[Stored data entries]
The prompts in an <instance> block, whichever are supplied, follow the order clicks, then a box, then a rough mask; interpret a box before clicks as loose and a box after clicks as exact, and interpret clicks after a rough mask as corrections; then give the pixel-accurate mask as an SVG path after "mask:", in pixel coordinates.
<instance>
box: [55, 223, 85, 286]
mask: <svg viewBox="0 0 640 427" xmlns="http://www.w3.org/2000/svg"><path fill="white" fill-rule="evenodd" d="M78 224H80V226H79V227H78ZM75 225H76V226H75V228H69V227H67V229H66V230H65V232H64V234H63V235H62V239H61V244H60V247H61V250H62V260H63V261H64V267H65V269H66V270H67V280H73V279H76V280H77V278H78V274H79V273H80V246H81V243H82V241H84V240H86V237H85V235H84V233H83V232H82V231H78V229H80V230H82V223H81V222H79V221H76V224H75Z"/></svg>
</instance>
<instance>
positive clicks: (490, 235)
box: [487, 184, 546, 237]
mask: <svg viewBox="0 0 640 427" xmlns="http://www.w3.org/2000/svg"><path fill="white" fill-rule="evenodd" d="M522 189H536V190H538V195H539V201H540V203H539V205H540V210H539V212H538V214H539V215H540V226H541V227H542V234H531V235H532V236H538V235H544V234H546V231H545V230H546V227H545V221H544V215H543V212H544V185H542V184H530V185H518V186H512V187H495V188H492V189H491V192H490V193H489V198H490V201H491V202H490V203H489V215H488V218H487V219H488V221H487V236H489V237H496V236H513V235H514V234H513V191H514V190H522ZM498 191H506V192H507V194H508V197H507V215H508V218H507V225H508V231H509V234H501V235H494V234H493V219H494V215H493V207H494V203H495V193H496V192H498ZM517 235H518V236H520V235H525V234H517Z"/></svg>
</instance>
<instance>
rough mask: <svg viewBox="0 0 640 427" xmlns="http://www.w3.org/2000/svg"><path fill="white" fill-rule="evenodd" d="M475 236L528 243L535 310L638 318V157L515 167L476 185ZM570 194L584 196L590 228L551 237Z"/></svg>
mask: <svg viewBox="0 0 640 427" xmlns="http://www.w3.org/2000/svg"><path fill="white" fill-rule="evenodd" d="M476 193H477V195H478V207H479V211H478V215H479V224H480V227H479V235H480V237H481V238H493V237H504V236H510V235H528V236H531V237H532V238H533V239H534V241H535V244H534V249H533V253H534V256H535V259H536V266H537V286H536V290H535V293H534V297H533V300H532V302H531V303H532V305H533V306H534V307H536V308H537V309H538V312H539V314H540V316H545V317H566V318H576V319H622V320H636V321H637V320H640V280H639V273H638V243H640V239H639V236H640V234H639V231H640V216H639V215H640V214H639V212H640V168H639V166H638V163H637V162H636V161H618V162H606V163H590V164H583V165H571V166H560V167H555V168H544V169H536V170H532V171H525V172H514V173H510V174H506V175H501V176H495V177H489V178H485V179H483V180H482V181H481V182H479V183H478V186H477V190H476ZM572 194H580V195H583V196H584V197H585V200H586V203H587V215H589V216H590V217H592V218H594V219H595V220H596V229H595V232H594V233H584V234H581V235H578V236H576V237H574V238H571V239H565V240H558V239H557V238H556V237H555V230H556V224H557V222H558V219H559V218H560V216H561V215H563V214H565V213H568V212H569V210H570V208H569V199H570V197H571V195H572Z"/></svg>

Written task:
Copy out all of the data above, line for line, with no changes.

Output of the task:
The prompts in an <instance> block, whichever are supplied, follow the order clicks, then a box, then a rough mask; interpret a box before clicks as loose and a box after clicks as exact, and interpret clicks after a rough mask as corrections; then give the pixel-accurate mask as an SVG path after "mask:", in pixel coordinates.
<instance>
box: [55, 223, 85, 286]
mask: <svg viewBox="0 0 640 427" xmlns="http://www.w3.org/2000/svg"><path fill="white" fill-rule="evenodd" d="M78 224H80V226H79V227H78ZM75 225H76V226H75V228H69V227H67V229H66V230H65V232H64V234H63V235H62V239H61V244H60V247H61V250H62V260H63V261H64V267H65V269H66V270H67V280H73V279H76V280H77V278H78V274H79V273H80V246H81V243H82V241H84V240H86V237H85V235H84V233H83V232H82V231H78V229H80V230H82V223H81V222H79V221H76V224H75Z"/></svg>
</instance>
<instance>
positive clicks: (490, 235)
box: [487, 184, 546, 237]
mask: <svg viewBox="0 0 640 427" xmlns="http://www.w3.org/2000/svg"><path fill="white" fill-rule="evenodd" d="M522 189H536V190H538V195H539V201H540V203H539V205H540V210H539V212H538V214H539V215H540V226H541V227H542V234H531V235H532V236H538V235H544V234H546V231H545V230H546V227H545V221H544V215H543V212H544V185H542V184H530V185H518V186H512V187H495V188H492V189H491V192H490V193H489V198H490V201H491V202H490V203H489V215H488V218H487V219H488V221H487V236H489V237H496V236H513V235H514V234H513V191H514V190H522ZM498 191H506V192H507V194H508V197H507V215H508V218H507V225H508V231H509V234H501V235H494V234H493V219H494V215H493V207H494V203H495V193H496V192H498ZM517 235H518V236H520V235H525V234H517Z"/></svg>
</instance>
<instance>
rough mask: <svg viewBox="0 0 640 427" xmlns="http://www.w3.org/2000/svg"><path fill="white" fill-rule="evenodd" d="M475 236L528 243L535 310L638 318V157L515 167L476 185ZM570 194L584 196L590 228L551 237Z"/></svg>
mask: <svg viewBox="0 0 640 427" xmlns="http://www.w3.org/2000/svg"><path fill="white" fill-rule="evenodd" d="M476 193H477V195H478V207H479V211H478V215H479V224H480V227H479V235H480V237H481V238H493V237H504V236H510V235H528V236H531V237H532V238H533V239H534V241H535V244H534V249H533V253H534V256H535V259H536V266H537V286H536V290H535V293H534V297H533V300H532V302H531V303H532V305H533V306H534V307H536V308H537V309H538V312H539V314H540V316H545V317H566V318H576V319H622V320H636V321H637V320H640V280H639V273H638V243H640V239H639V236H640V234H639V231H640V216H639V215H640V214H639V212H640V168H639V166H638V163H637V162H636V161H618V162H606V163H590V164H583V165H571V166H560V167H555V168H544V169H536V170H532V171H525V172H514V173H510V174H506V175H501V176H495V177H489V178H485V179H483V180H482V181H481V182H479V183H478V186H477V190H476ZM572 194H580V195H583V196H584V197H585V200H586V203H587V215H589V216H590V217H592V218H594V219H595V220H596V229H595V232H594V233H584V234H581V235H578V236H576V237H574V238H571V239H565V240H558V239H557V238H556V237H555V230H556V224H557V222H558V219H559V218H560V216H561V215H563V214H565V213H568V212H569V210H570V208H569V199H570V197H571V195H572Z"/></svg>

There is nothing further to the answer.